• **Instructions to follow**
Copy every one of the items below verbatim, without changing or omitting anything.

• **Source data**

▶

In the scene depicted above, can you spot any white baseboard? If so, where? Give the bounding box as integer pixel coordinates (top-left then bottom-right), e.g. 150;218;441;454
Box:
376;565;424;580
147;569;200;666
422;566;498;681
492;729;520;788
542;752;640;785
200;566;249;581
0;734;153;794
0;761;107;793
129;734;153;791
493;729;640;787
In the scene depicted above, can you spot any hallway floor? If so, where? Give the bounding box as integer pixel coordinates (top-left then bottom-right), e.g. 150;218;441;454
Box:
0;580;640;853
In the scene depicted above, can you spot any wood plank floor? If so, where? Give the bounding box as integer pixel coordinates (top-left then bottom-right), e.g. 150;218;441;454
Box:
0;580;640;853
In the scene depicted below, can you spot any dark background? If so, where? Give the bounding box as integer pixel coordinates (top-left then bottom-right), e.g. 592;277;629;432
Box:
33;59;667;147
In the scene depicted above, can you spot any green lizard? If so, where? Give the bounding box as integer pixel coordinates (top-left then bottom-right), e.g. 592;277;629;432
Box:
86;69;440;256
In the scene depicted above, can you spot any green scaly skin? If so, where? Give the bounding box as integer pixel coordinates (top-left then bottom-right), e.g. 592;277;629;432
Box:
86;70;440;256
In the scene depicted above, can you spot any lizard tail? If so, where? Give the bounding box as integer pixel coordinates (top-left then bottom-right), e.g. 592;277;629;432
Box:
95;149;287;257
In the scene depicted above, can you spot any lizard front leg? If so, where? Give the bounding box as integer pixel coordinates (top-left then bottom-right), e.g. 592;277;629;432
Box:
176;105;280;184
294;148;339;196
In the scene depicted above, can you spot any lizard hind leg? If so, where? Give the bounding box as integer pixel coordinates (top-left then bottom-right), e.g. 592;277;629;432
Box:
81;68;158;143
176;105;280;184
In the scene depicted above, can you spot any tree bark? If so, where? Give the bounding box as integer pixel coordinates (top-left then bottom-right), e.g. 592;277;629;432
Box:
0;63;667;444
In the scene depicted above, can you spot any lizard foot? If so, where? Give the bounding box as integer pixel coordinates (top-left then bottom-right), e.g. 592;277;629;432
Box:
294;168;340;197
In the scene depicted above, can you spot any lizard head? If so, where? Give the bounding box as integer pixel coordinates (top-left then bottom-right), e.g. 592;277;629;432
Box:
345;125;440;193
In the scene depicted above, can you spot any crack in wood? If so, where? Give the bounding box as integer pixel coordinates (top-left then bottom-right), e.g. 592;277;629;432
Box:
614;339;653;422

◀

• **Exercise solution**
In the scene depicted above, can you spot any white baseboard? If so, where? Give the bounding box as integer pixel coordinates (top-left then bottom-right), e.g. 150;218;441;454
Box:
376;565;424;580
147;569;200;666
422;566;498;681
492;729;520;788
542;752;640;785
200;566;249;581
0;734;153;794
0;761;107;793
129;734;153;791
493;729;640;787
In the scene depicted above, can you spot any hallway floor? If so, where? Give the bounding box as integer pixel coordinates (top-left then bottom-right), e.g. 150;218;441;454
Box:
0;580;640;853
In the scene depicted above, can you spot any wood plank floor? If so, where? Give the bounding box as integer pixel coordinates (top-left then bottom-right), e.g. 150;218;441;454
Box:
0;580;640;853
In the scene depicted below, can you spot any dark background? If so, where? Give the bounding box as integer pixel coordinates (top-left then bottom-right), e.g. 592;277;629;432
Box:
33;59;667;147
In the scene depicted above, can you spot any green lizard? If so, where? Give the bounding box as integer pixel coordinates (top-left then bottom-right), e.g. 592;277;629;432
Box:
86;69;440;256
In the scene depicted above, can you spot any green scaly skin? If so, where? Give the bounding box as integer pixel coordinates (top-left then bottom-right), e.g. 592;277;629;432
Box:
86;70;440;256
In the scene depicted above, can you spot any lizard tail? If so, where? Give the bounding box as integer pixel coordinates (top-left then bottom-right), e.g. 592;277;629;432
Box:
95;149;287;257
In the scene depicted above, can you spot any lizard front leg? If so, where? Give the bounding box as integer pixel coordinates (top-left then bottom-right), e.g. 592;277;629;432
Box:
176;105;280;184
294;148;339;196
In the scene depicted above, can you spot any lizard hind leg? If so, where? Give the bounding box as integer pixel coordinates (top-left then bottom-right), e.g. 592;277;629;432
Box:
81;68;158;143
176;105;280;184
In the scene depicted above, can you spot any tree bark? If so, where? Give the bounding box as integer pixel coordinates (top-left then bottom-right), e.g. 592;277;629;432
Box:
0;63;667;444
In the scene depicted above, can you spot any lizard foot? If so, where? Give the bounding box as integer pixel coordinates (top-left then bottom-right), e.g. 592;277;629;432
Box:
294;168;340;197
In the scene depicted above, can you spot any lizard head? If so, where? Give the bounding box as integer pixel coordinates (top-left then bottom-right), e.g. 592;277;629;432
Box:
345;125;440;193
In the scene depicted above, can you spot any crack in wood? If so, where? Give the bounding box as integer pixel coordinates (top-left then bottom-right), e.g. 592;277;629;432
Box:
614;339;653;422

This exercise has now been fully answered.